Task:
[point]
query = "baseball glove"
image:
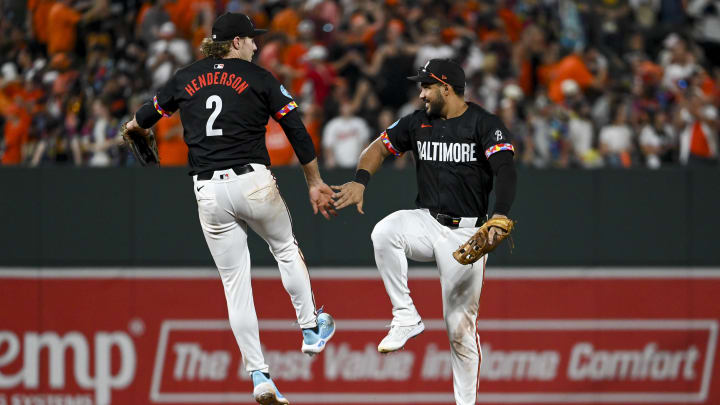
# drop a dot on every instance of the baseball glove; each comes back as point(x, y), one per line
point(479, 245)
point(142, 144)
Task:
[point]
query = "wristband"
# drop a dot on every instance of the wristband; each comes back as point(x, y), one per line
point(362, 176)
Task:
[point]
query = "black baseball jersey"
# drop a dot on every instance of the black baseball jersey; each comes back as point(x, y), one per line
point(224, 107)
point(454, 176)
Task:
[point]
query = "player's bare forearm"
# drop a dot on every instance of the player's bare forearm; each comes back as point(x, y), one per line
point(312, 173)
point(320, 193)
point(353, 192)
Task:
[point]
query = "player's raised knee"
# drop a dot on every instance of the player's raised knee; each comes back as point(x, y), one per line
point(385, 232)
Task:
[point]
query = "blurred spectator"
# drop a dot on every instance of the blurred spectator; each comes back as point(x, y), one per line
point(172, 149)
point(62, 23)
point(706, 28)
point(581, 135)
point(167, 54)
point(616, 139)
point(16, 132)
point(150, 18)
point(698, 141)
point(103, 139)
point(344, 138)
point(658, 141)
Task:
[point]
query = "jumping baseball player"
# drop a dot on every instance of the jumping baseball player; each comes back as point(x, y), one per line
point(225, 101)
point(458, 148)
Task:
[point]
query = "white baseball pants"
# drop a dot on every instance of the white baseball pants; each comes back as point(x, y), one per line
point(415, 234)
point(227, 204)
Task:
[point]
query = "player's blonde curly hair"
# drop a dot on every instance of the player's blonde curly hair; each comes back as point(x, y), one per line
point(215, 49)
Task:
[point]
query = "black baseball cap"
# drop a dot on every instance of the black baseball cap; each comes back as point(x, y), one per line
point(231, 25)
point(441, 71)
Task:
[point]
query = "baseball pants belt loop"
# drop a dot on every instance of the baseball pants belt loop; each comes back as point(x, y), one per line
point(239, 170)
point(457, 222)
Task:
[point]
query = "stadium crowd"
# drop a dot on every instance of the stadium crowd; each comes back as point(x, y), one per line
point(580, 83)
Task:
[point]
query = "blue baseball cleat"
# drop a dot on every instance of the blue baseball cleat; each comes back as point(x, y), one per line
point(314, 342)
point(265, 391)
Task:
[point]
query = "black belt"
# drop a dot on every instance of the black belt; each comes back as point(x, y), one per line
point(453, 222)
point(239, 170)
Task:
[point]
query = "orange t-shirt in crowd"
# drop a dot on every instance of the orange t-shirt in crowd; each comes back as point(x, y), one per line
point(569, 67)
point(286, 21)
point(172, 151)
point(17, 132)
point(40, 10)
point(61, 27)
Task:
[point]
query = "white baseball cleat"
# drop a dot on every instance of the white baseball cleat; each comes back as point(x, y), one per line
point(265, 391)
point(314, 343)
point(398, 336)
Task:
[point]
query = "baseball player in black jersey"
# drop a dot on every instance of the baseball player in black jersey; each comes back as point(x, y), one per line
point(458, 148)
point(225, 101)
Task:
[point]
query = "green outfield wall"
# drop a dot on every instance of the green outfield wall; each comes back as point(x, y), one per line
point(148, 217)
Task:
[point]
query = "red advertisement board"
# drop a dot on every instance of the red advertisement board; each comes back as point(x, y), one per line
point(95, 337)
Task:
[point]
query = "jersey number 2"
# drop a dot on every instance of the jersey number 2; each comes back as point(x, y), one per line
point(215, 102)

----------------------------------------

_WHAT TO DO_: Every entry above should be printed again exactly, except for the pictures.

_RESPONSE TO THE EXERCISE_:
Task:
[point]
query = "baseball glove"
image:
# drop a dot on every instance of the baseball glove; each comes back as point(x, y), one per line
point(479, 245)
point(142, 144)
Task:
[point]
query = "wristband"
# drop a dot on every instance of the wristband; each comes back as point(x, y), one per line
point(362, 176)
Task:
[point]
query = "black baseball jersey"
# drop a dot on every instance of the black baseball jersey; each comes back as point(x, y), one per line
point(224, 107)
point(454, 176)
Task:
[point]
query = "player's bare forearm"
# drop a dot on every instance of the player's bare forearm; each comes back as point(x, y), one per line
point(312, 173)
point(320, 193)
point(353, 192)
Task:
[point]
query = "player's raised knee"
# drop a dot on every instance of the player's raised knee; each comes back as point(x, y), one per line
point(385, 232)
Task:
[point]
query = "blurred spectator"
# drop a dot on every instance of the blurred spectator; each comes back as point(x, y), one per line
point(172, 149)
point(62, 23)
point(706, 28)
point(581, 135)
point(167, 54)
point(616, 139)
point(16, 132)
point(150, 18)
point(698, 141)
point(103, 139)
point(344, 138)
point(658, 141)
Task:
[point]
query = "jumping baseball player"
# drop a dot on every instance of the jumping baseball player; each comes back as point(x, y), one per line
point(225, 101)
point(458, 148)
Task:
[point]
query = "white baseball pants"
# drop a dot on every instance of the white baseball pants; each comes back as point(x, y), one per line
point(415, 234)
point(227, 204)
Task:
[point]
query = "player's blonde curly hair"
# drop a dot on every instance of the player's blonde curly hair; each comes back as point(x, y), one per line
point(215, 49)
Task:
[point]
query = "black baseball cap"
# drop a dot on every instance of the black baseball cap; each comes back as point(x, y), one per line
point(231, 25)
point(441, 71)
Task:
[point]
query = "baseball pants belt loop"
# drop a dot on every instance of the baseball pants belt loop; each comes back as point(x, y), one per line
point(239, 170)
point(457, 222)
Task:
[point]
query = "stadium crowd"
# drop a dot on every instance of the stadium crowd; each comes back as point(x, y), one per line
point(580, 83)
Task:
[point]
query = "blue baseball cleat"
# drop a dot on every instance of the blue baseball cleat; each comes back as point(x, y), one per line
point(314, 342)
point(265, 391)
Task:
[point]
query = "black belt"
# drop a dot on every instance of the black belt; each comes back as point(x, y), one per line
point(453, 222)
point(239, 170)
Task:
[point]
query = "orange t-shirt in crowd"
# drop a dot on every instance of the orange t-shirt in crowd; each comes back as point(x, y), one per line
point(569, 67)
point(286, 21)
point(172, 151)
point(17, 132)
point(40, 10)
point(61, 27)
Task:
[point]
query = "white baseball cleat"
# drop a dot on every instance of the white baseball cleat; each comes back as point(x, y), one per line
point(265, 391)
point(314, 343)
point(398, 336)
Task:
[point]
query = "baseball player in black jersey"
# drop a dot on every instance of the baseball player in black jersey; each comes back as point(x, y), one per line
point(458, 148)
point(225, 101)
Task:
[point]
query = "green outfield wall"
# drop a dot on every instance of the green outfield wall; each comes back as point(x, y), one per line
point(148, 217)
Task:
[point]
query = "red advertisement board"
# drop a dot on every instance of the red advertisement board; each comes back as point(x, y), one per line
point(95, 337)
Task:
[point]
query = "jersey number 2"
# drop a dot on every instance of the jersey number 2; each comes back as point(x, y), one per line
point(215, 102)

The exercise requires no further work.